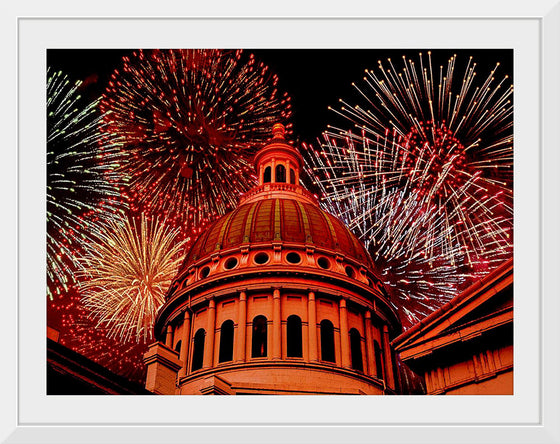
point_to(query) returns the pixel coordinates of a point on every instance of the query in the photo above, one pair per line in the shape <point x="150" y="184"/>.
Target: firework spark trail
<point x="77" y="183"/>
<point x="423" y="176"/>
<point x="127" y="267"/>
<point x="190" y="122"/>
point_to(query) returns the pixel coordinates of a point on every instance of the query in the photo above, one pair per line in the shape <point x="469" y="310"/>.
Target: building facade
<point x="466" y="347"/>
<point x="276" y="297"/>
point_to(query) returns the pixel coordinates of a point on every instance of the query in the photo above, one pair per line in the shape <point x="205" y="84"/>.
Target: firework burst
<point x="189" y="123"/>
<point x="77" y="183"/>
<point x="424" y="176"/>
<point x="128" y="266"/>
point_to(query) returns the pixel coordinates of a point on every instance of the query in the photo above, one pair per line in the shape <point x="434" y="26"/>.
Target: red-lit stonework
<point x="466" y="347"/>
<point x="276" y="297"/>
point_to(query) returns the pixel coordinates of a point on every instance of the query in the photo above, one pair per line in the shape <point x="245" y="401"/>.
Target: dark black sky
<point x="313" y="78"/>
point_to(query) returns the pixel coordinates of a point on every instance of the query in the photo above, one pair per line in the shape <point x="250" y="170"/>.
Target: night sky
<point x="313" y="78"/>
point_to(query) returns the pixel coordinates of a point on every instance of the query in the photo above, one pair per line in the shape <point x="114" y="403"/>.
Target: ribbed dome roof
<point x="287" y="220"/>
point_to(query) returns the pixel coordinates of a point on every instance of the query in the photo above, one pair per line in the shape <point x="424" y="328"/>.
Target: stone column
<point x="169" y="337"/>
<point x="312" y="326"/>
<point x="344" y="335"/>
<point x="210" y="334"/>
<point x="388" y="365"/>
<point x="276" y="325"/>
<point x="185" y="342"/>
<point x="370" y="360"/>
<point x="242" y="327"/>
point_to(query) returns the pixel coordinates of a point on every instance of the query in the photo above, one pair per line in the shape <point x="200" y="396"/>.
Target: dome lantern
<point x="278" y="162"/>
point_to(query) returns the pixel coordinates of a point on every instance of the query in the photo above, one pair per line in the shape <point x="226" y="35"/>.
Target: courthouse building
<point x="279" y="297"/>
<point x="276" y="297"/>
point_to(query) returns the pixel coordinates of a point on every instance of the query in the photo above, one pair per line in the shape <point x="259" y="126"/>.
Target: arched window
<point x="178" y="347"/>
<point x="266" y="176"/>
<point x="280" y="173"/>
<point x="378" y="359"/>
<point x="198" y="349"/>
<point x="327" y="341"/>
<point x="259" y="337"/>
<point x="356" y="350"/>
<point x="226" y="341"/>
<point x="294" y="337"/>
<point x="292" y="176"/>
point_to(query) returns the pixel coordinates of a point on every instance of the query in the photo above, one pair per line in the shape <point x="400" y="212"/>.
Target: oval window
<point x="293" y="258"/>
<point x="261" y="258"/>
<point x="350" y="271"/>
<point x="230" y="263"/>
<point x="323" y="262"/>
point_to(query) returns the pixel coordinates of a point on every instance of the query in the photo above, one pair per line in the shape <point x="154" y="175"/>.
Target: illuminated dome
<point x="286" y="220"/>
<point x="275" y="297"/>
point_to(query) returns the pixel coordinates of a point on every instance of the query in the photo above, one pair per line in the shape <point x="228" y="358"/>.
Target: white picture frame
<point x="531" y="415"/>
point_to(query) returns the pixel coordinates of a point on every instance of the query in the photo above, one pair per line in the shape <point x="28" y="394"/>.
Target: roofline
<point x="472" y="289"/>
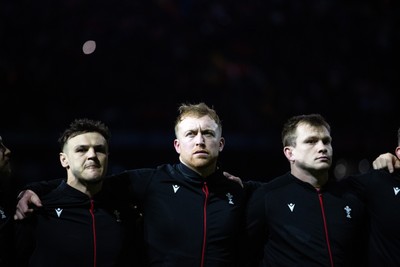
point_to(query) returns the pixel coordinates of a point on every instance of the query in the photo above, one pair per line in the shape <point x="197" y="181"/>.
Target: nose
<point x="91" y="153"/>
<point x="199" y="139"/>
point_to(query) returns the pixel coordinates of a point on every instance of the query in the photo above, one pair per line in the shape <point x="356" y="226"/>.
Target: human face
<point x="85" y="157"/>
<point x="313" y="150"/>
<point x="198" y="144"/>
<point x="5" y="153"/>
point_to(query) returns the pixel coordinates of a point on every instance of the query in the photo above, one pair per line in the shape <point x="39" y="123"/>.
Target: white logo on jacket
<point x="348" y="210"/>
<point x="396" y="190"/>
<point x="175" y="187"/>
<point x="291" y="206"/>
<point x="58" y="211"/>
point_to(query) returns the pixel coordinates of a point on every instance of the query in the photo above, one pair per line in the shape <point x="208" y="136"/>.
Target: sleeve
<point x="255" y="227"/>
<point x="24" y="241"/>
<point x="43" y="187"/>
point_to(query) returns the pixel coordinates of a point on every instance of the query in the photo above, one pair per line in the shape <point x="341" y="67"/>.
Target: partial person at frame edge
<point x="8" y="190"/>
<point x="192" y="214"/>
<point x="83" y="221"/>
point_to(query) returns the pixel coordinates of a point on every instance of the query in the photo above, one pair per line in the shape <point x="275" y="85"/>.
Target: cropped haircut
<point x="196" y="110"/>
<point x="289" y="129"/>
<point x="80" y="126"/>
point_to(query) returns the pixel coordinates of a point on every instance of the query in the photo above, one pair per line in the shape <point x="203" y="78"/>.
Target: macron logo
<point x="291" y="206"/>
<point x="58" y="211"/>
<point x="396" y="190"/>
<point x="175" y="187"/>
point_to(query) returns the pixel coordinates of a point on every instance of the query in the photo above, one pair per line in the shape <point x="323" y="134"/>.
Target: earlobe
<point x="287" y="150"/>
<point x="63" y="160"/>
<point x="177" y="146"/>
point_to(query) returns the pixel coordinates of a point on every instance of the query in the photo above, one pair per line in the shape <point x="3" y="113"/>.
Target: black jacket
<point x="290" y="223"/>
<point x="74" y="230"/>
<point x="381" y="192"/>
<point x="189" y="221"/>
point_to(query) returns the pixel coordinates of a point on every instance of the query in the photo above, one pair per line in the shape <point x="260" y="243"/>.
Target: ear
<point x="177" y="146"/>
<point x="64" y="160"/>
<point x="397" y="151"/>
<point x="221" y="144"/>
<point x="288" y="151"/>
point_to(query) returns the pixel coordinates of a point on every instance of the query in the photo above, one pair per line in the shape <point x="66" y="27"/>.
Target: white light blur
<point x="364" y="166"/>
<point x="89" y="47"/>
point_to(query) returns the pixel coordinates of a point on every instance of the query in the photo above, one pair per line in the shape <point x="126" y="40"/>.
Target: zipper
<point x="203" y="250"/>
<point x="328" y="243"/>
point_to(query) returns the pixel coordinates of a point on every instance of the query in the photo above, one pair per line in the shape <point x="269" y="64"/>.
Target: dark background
<point x="256" y="62"/>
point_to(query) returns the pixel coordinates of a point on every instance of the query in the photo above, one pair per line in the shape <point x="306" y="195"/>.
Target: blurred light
<point x="363" y="166"/>
<point x="89" y="47"/>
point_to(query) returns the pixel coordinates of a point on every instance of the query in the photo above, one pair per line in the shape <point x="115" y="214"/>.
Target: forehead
<point x="306" y="130"/>
<point x="91" y="138"/>
<point x="190" y="122"/>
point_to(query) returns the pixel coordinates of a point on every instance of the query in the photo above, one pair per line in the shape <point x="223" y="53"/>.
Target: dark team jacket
<point x="381" y="192"/>
<point x="189" y="220"/>
<point x="290" y="223"/>
<point x="6" y="233"/>
<point x="74" y="230"/>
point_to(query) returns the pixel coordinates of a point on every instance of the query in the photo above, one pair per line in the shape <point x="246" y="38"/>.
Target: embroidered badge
<point x="58" y="211"/>
<point x="348" y="210"/>
<point x="175" y="187"/>
<point x="230" y="198"/>
<point x="396" y="190"/>
<point x="291" y="206"/>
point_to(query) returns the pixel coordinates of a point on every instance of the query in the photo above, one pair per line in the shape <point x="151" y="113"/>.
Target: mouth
<point x="201" y="152"/>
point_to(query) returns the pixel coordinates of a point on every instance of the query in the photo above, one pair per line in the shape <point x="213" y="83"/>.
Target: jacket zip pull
<point x="203" y="252"/>
<point x="328" y="243"/>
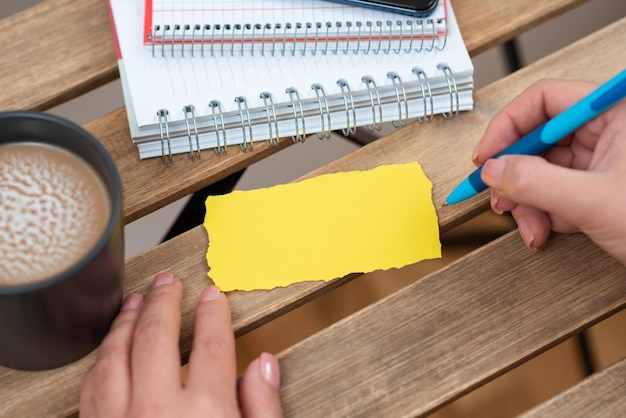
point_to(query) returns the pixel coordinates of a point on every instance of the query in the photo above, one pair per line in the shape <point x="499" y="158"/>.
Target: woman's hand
<point x="578" y="185"/>
<point x="137" y="370"/>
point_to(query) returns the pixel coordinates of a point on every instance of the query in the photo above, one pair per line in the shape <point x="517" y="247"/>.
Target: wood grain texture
<point x="38" y="73"/>
<point x="46" y="64"/>
<point x="433" y="341"/>
<point x="55" y="51"/>
<point x="601" y="395"/>
<point x="56" y="392"/>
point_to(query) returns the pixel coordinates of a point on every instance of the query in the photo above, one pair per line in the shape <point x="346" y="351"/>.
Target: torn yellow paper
<point x="321" y="228"/>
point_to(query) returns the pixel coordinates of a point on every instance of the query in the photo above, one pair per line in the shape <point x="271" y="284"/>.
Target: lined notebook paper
<point x="183" y="103"/>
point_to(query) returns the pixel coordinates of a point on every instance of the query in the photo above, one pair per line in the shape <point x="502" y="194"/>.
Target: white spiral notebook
<point x="184" y="95"/>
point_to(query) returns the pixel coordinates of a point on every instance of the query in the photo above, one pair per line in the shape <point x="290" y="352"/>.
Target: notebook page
<point x="165" y="82"/>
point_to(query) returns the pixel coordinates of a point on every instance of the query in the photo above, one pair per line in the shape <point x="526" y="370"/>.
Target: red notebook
<point x="288" y="26"/>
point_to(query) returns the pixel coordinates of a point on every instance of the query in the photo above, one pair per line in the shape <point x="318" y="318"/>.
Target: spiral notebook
<point x="282" y="27"/>
<point x="183" y="102"/>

Written request: Select each line above that contains the word "spiral", treating uppercase and lowercase as different.

Output below:
Target: white spiral notebook
Target: spiral notebook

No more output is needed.